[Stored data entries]

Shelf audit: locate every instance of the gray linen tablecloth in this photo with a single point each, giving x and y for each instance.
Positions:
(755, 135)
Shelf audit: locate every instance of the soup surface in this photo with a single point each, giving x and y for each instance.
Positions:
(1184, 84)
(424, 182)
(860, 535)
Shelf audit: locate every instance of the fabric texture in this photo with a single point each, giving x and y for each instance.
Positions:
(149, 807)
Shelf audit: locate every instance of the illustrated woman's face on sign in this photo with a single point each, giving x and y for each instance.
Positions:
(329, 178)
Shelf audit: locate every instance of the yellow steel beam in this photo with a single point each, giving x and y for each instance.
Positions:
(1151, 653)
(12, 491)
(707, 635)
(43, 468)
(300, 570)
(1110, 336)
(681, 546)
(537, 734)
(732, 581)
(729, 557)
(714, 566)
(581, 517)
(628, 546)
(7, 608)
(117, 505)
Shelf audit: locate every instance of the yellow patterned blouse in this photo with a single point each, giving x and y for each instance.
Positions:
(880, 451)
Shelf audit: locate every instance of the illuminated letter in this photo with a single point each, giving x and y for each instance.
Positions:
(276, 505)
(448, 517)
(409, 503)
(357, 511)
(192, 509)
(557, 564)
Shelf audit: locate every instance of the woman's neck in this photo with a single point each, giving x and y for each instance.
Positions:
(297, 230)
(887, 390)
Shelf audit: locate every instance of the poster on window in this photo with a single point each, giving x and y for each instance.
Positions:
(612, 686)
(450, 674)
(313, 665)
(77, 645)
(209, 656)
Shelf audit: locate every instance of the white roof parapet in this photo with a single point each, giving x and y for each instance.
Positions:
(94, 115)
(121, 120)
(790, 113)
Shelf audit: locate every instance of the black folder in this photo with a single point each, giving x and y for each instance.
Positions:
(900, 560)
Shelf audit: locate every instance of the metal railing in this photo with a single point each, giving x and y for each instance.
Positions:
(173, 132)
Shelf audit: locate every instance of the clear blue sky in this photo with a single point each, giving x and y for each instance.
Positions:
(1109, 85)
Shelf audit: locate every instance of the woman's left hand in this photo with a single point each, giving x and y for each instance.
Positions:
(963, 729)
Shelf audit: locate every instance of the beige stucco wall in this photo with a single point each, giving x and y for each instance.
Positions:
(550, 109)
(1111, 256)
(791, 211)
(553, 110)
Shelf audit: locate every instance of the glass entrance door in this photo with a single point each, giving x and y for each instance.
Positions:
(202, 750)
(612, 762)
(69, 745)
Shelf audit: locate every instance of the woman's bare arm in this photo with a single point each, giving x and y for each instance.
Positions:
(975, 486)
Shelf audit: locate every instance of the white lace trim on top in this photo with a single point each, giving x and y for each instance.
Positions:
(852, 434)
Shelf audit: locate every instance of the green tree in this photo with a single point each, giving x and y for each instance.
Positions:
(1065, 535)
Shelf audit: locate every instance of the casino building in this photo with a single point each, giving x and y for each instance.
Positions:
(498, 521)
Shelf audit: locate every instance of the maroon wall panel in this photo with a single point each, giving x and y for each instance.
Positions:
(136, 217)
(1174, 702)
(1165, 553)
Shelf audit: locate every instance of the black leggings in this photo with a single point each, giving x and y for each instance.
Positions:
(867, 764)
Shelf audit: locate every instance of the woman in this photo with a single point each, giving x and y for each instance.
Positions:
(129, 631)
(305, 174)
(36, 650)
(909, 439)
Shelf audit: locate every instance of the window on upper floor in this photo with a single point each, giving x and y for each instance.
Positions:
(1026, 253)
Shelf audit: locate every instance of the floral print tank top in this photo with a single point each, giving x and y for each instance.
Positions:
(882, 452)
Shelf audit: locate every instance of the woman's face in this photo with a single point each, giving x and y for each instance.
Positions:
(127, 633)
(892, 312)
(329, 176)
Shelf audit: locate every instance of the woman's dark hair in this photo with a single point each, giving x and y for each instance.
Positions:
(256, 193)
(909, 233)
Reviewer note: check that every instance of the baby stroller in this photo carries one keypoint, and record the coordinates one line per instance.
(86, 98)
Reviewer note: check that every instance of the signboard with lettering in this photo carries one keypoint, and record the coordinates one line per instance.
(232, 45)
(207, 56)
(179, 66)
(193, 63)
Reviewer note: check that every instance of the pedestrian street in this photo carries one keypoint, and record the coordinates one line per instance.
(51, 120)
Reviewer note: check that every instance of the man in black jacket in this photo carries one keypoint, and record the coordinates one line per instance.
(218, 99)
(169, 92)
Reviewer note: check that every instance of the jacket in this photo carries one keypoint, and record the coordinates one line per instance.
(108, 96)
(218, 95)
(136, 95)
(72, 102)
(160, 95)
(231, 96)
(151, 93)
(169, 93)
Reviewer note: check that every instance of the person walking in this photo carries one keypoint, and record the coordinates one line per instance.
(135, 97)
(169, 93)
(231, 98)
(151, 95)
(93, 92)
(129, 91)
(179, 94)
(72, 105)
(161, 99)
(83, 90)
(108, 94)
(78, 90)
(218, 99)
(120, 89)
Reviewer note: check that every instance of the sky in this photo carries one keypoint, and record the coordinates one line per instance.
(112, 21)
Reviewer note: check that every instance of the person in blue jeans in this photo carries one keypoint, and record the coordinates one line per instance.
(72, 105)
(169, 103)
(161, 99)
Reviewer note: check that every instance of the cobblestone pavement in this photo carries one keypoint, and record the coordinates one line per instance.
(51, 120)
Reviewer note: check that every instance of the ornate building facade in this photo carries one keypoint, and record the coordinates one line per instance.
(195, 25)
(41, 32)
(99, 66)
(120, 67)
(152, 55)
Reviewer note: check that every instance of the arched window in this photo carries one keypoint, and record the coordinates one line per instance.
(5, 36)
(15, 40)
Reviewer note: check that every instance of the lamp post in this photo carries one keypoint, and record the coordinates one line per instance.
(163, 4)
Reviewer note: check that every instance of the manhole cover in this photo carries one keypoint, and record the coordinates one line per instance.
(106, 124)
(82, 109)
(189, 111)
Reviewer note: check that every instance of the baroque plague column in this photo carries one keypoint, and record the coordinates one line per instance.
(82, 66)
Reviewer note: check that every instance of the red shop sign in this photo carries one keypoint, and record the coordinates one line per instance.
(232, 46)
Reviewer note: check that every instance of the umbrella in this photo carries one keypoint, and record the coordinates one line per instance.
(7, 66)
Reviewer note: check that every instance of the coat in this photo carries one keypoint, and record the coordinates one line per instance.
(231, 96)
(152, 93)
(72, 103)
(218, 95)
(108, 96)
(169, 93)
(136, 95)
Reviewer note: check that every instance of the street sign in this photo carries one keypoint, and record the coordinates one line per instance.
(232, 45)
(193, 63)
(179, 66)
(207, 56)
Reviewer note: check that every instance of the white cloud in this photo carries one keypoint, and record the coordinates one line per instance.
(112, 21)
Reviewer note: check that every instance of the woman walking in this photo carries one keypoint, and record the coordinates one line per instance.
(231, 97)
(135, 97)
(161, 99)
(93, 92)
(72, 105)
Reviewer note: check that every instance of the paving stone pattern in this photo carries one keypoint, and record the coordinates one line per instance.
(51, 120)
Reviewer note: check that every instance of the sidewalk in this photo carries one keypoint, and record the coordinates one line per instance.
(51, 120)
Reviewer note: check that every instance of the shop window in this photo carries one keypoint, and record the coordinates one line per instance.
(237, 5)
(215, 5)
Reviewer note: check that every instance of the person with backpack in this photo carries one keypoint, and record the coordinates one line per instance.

# Written task
Can you give the rows again from the line containing "Reviewer note: check that every instance of the woman" through the end of the rows, requests included, shifting every coordinate in the answers up by 56?

# Output for this task
Reviewer note: check that every instance of the woman walking in this photo carries one keypoint, and record the coordinates one line per instance.
(287, 153)
(191, 153)
(217, 155)
(149, 148)
(128, 161)
Reviewer note: check that every instance of the paving stone pattern in this photo carries one keypoint, and record the coordinates one line per instance.
(107, 176)
Reviewer note: check that every instance of the sidewalk in this photo carries one keypoint, and record the coordinates one line per instance.
(107, 176)
Reviewer note: check that every instance of the shop window in this photo carries one keypoint, and record the coordinates one line per instance.
(293, 61)
(271, 61)
Reviewer note: check that every instance of the person with backpack in this photo carries one keypoint, and record the coordinates one line per instance.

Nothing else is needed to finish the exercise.